*** SUPPLIED DATA ***

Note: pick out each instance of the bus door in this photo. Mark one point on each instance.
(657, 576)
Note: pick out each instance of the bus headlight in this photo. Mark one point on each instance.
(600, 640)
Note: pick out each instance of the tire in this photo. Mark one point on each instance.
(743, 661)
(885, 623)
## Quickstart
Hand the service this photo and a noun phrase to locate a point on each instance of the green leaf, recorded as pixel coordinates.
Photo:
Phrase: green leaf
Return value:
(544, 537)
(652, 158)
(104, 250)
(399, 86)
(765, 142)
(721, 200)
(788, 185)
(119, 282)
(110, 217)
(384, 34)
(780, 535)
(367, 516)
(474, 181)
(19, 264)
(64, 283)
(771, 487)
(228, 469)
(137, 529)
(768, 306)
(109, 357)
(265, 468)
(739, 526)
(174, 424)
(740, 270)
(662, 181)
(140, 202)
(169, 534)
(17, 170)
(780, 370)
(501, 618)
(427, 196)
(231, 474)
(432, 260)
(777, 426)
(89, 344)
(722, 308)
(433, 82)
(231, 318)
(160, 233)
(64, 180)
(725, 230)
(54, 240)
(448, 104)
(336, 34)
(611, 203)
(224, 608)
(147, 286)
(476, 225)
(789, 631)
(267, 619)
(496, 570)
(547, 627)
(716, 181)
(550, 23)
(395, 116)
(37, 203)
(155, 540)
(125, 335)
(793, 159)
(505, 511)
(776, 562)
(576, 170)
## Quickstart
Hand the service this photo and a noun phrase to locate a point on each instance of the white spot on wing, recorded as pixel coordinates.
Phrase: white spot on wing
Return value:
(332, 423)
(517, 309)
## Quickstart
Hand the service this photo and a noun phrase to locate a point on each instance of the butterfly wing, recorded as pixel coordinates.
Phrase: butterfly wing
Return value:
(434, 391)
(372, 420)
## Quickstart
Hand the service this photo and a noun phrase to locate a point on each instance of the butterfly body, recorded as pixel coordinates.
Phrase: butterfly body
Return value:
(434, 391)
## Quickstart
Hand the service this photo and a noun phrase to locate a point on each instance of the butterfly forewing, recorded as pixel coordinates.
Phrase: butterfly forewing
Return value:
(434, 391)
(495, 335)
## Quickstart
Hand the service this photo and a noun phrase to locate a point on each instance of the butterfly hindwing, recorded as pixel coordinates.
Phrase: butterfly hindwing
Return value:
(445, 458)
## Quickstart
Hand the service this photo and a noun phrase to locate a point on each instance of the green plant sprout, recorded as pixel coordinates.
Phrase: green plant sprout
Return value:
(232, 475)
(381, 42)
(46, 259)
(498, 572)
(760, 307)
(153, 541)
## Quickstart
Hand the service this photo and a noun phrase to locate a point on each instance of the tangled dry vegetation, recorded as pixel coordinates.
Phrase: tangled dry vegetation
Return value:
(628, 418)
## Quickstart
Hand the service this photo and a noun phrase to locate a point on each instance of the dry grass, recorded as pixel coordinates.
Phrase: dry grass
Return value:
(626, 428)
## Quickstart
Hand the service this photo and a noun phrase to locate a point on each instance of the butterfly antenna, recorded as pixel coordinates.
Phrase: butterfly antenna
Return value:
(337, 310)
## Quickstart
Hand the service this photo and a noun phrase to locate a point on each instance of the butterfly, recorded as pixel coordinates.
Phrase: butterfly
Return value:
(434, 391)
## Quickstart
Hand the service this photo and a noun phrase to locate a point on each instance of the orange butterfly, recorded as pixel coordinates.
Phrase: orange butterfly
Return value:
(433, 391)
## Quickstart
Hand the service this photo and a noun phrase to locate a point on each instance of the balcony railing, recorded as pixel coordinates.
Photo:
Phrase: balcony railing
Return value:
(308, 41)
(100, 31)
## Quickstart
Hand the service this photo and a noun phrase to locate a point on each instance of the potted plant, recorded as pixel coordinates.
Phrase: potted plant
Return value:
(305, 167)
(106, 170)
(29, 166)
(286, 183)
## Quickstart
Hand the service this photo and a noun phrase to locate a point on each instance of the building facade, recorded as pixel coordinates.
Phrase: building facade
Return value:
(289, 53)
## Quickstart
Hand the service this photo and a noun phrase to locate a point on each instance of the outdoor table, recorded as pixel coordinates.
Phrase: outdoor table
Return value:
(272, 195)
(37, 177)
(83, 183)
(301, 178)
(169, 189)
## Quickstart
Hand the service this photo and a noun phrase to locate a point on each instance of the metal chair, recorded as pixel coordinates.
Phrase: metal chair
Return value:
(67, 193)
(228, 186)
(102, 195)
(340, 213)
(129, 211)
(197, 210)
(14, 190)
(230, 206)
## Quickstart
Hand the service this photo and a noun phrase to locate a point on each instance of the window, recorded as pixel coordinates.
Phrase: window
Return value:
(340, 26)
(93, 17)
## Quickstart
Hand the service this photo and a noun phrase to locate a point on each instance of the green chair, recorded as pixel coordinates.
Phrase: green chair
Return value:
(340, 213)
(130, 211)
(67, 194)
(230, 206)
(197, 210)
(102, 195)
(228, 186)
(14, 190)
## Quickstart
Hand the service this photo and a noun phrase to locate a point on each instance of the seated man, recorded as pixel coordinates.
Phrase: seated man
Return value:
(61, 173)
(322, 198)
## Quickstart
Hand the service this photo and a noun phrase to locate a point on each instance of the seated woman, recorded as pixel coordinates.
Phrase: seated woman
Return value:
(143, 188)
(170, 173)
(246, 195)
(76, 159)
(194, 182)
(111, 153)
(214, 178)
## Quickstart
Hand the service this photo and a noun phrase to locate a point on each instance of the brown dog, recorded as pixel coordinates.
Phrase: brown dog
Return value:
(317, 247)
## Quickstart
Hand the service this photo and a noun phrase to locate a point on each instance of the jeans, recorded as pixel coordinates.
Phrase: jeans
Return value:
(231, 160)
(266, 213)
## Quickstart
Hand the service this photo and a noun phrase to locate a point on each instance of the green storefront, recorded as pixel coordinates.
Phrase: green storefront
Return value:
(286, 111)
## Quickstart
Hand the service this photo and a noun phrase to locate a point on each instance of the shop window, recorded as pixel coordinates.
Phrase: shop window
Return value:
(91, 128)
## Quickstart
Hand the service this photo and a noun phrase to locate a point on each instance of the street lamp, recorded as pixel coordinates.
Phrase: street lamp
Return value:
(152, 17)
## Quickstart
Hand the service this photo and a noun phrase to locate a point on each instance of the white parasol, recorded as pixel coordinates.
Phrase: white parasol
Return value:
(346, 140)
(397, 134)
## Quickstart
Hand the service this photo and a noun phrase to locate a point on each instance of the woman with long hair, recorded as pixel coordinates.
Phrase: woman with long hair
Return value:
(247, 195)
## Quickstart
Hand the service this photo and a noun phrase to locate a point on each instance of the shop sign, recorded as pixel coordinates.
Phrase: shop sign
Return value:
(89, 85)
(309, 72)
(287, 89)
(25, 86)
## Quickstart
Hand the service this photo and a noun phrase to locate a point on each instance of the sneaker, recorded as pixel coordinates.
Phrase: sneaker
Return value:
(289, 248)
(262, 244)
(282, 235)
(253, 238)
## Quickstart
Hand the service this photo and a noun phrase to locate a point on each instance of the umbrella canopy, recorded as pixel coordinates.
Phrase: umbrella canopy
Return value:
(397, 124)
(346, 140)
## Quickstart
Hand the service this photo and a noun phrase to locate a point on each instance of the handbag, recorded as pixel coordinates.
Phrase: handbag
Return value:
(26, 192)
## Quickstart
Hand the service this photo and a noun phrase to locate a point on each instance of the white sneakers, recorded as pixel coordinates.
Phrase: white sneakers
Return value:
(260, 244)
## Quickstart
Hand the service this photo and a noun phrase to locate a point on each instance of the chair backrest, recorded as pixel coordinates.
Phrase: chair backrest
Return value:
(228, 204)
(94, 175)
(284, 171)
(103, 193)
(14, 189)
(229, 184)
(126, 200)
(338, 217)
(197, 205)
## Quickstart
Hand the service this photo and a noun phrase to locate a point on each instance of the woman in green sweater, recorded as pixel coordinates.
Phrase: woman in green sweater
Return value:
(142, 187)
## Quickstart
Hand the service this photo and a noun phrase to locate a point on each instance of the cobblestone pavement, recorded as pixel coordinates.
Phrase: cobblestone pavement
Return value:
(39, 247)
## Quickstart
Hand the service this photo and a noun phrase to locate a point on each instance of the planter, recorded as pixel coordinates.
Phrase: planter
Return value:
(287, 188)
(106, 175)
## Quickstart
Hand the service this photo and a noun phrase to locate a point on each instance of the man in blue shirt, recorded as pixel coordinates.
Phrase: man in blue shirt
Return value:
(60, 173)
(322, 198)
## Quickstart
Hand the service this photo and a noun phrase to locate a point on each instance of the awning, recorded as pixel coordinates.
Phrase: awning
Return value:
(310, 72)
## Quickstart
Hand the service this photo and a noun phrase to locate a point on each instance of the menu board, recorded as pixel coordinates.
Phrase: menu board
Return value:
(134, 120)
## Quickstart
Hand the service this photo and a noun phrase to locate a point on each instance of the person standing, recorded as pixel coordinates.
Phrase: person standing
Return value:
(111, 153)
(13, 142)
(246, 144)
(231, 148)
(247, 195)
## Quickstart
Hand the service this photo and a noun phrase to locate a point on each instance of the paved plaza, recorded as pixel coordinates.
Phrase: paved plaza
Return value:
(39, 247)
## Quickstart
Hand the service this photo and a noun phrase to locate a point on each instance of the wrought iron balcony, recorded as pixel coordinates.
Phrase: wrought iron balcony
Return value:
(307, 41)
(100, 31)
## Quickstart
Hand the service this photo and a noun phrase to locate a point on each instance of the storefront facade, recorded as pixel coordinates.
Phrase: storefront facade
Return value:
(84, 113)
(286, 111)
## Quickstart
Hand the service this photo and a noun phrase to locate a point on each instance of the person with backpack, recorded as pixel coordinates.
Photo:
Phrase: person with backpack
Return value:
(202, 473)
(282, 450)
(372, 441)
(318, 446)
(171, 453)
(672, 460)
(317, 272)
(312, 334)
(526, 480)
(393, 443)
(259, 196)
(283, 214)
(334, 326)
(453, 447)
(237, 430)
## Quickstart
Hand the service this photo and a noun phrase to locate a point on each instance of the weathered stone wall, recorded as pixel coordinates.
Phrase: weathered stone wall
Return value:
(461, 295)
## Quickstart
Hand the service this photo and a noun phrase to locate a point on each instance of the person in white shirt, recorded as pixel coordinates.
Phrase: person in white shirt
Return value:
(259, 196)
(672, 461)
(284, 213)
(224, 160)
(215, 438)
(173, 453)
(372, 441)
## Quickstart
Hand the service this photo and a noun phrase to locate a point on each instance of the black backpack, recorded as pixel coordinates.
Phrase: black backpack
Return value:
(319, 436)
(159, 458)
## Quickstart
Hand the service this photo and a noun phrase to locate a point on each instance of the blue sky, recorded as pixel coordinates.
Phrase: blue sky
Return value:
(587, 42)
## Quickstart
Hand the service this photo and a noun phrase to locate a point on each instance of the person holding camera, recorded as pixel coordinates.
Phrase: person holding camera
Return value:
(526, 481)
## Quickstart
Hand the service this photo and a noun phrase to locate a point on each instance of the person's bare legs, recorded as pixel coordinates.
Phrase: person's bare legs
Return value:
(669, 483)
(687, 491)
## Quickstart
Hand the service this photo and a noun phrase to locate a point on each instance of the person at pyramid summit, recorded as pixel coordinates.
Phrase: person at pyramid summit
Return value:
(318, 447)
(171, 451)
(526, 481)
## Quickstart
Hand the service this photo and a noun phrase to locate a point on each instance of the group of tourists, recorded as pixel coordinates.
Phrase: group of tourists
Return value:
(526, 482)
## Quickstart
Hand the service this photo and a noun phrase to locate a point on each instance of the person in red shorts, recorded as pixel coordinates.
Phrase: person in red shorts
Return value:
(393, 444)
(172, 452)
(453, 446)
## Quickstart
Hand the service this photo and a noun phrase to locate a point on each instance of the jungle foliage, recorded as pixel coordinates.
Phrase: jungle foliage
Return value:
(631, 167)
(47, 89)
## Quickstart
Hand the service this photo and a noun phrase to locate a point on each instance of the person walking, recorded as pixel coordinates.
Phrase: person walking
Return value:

***

> [PROBLEM]
Transcribe exactly, and only, the lines from the opening line of the records through the line containing "Phrase: green leaf".

> [RESULT OF THIS TASK]
Note: pick out each instance of the bus door in this photo. Mark one point on each instance.
(657, 576)
Note: pick out each instance of the bus headlight in this photo. Mark one point on each instance.
(600, 640)
Note: pick out each instance of the tire in this photo. Mark one point on each instance.
(743, 661)
(885, 623)
## Quickstart
Hand the service this photo and a noun phrase to locate a point on each instance of the green leaf, recorded as pixel coordinates.
Photo:
Phrase: green leaf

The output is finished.